▶ **REQUIREMENT 1**
Rewrite the interview on La Trobe Financial's growth between "High-quality growth at" and "high-quality prime customers.", inclusive, putting "LTF" wherever "La Trobe Financial" appears.
▶ **REQUIREMENT 2**
Extend the interview on La Trobe Financial's growth past its final paragraph.

*** Opening SELECTED EXCERPT ***

High-quality growth at La Trobe Financial

La Trobe Financial continues to experience solid growth in assets under management (AUM) while approaching risk and liquidity in a disciplined manner. The company’s Sydney-based chief financial officer, Martin Barry, tells KangaNews growth is being driven by high-quality prime customers.

What are the main drivers of asset growth?

There has been a significant recalibration of competitive forces in Australia’s A$360 billion (US$262.2 billion) annual residential-mortgage market in recent years, with nonbank market share growing as banks skew towards a more vanilla customer base due to regulatory changes.

Further policy and process adjustments during COVID-19 market disruption have resulted in bank loan-approval turnaround times elongating. This was particularly evident through the March-June period in which several bank and nonbank lenders with offshored loan processing struggled to turn around applications in a timely manner as those overseas jurisdictions imposed lockdowns on offshored business operations.

La Trobe Financial is 100 per cent onshore and headquartered in Melbourne, with 150 dedicated mortgage underwriters. The company has seen more than A$3 billion of net-asset growth across all aspects of its business in the last year without major changes to credit parameters or relative pricing.

Of course, we applied a COVID-19 underwriting overlay in March. But, due to our A$5 billion funding diversity, we were able to remain open for business uninterrupted as other lenders withdrew or reduced their profile. This, coupled with our high service level, enabled the business to capture growth opportunity while at the same time managing the group’s risk profile.

*** Closing SELECTED EXCERPT ***
*** Opening EXTRACTED INFORMATION ***

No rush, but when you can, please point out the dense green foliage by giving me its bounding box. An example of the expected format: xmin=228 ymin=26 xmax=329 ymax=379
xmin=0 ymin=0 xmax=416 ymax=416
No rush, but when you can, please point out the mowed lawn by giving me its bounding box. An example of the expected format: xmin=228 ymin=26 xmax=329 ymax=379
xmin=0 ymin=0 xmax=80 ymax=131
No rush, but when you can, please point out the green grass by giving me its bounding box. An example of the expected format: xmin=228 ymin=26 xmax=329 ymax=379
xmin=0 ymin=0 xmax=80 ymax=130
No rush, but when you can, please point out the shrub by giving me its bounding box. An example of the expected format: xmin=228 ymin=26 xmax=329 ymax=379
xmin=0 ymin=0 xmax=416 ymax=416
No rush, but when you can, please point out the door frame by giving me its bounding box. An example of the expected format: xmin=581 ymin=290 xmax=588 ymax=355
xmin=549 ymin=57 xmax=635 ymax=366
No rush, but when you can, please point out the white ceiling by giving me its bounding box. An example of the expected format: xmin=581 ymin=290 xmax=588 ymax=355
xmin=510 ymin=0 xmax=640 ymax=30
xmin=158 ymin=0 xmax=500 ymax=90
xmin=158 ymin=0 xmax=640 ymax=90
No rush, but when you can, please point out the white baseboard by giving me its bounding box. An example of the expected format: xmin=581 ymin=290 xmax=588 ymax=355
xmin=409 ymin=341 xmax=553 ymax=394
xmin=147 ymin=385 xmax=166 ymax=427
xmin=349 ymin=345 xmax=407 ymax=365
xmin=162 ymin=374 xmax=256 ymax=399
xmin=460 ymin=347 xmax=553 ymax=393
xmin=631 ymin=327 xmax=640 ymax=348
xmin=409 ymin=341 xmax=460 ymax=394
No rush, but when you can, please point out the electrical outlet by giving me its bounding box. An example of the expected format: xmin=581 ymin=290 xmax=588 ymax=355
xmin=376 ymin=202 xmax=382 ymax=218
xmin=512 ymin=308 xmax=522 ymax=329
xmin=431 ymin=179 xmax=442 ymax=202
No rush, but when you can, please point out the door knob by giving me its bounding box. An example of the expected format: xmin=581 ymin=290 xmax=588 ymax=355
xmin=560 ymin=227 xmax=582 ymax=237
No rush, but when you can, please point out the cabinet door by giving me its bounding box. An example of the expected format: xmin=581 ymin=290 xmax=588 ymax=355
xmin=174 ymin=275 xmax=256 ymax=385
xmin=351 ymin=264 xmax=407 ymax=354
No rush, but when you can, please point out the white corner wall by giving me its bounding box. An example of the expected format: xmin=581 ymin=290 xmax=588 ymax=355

*** Closing EXTRACTED INFORMATION ***

▶ **ANSWER AREA 1**
High-quality growth at LTF

LTF continues to experience solid growth in assets under management (AUM) while approaching risk and liquidity in a disciplined manner. The company’s Sydney-based chief financial officer, Martin Barry, tells KangaNews growth is being driven by high-quality prime customers.

▶ **ANSWER AREA 2**
Over the past five years, our book quality has markedly improved with specialist loans as a percentage of La Trobe Financial’s overall AUM decreasing to 9 per cent in favour of growth in prime and super-prime assets, which constitute roughly 40 per cent. We expect this trend to amplify as a consequence of the COVID-19 disruption as other lenders focus on hyper-rate-sensitive borrowers.

Overall, our asset quality remains robust with our portfolios comprising granular diversified loans written at low loan-to-value ratios that average 68 per cent and have a maximum of 80 per cent.

How has La Trobe Financial managed liquidity and capital through 2020?

We have always maintained roughly 12 months of forward funding capacity and a minimum of A$50 million free capital on any given day. This framework has served us well over 68 years of operation including the shock of COVID-19 lockdowns and economic retraction.

We had a conservative and strong balance sheet and were able to weather the storm without a pressing funding need. In addition, our large and strong bank panel was very supportive with no interruption to limits.

Even so, we took the view it was prudent and conservative to proceed with a capital raising in late April further to bolster our already-strong group liquidity profile. We were able to proceed with a digital roadshow for investors and a A$1.25 billion residential mortgage-backed securities deal, which was oversubscribed and priced on 12 May. Notably, this transaction had no primary-market support from the Australian government.

Today, the group has A$457 million of shock-absorber and regulatory capital, making La Trobe Financial one of the strongest nonbanks in Australia.

La Trobe Financial’s credit fund has been a major funding differentiator. How has the credit fund fared through COVID-19?

La Trobe Financial’s A$5 billion retail credit fund has been a key component of the group’s funding strategy for more than three decades. The initial strategy was to deliver a diversified funding base for the business to the benefit of all our investors. Today, the fund comprises around half our AUM and makes the business dramatically more resilient to the funding shocks that periodically disrupt financial markets.

Just as importantly, the credit fund is a very flexible funding source. Its 47,000 registered investors allocate to residential, commercial, and construction and development loans across Australia. Our broad product set is a key point of difference for our broking and borrowing partners and ensures a continued flow of high-quality assets into the business.

The COVID-19 period has had relatively little impact on credit-fund operations. Its investor base has a longstanding relationship with La Trobe Financial and we have invested for many years in building market-leading transparency into our offering.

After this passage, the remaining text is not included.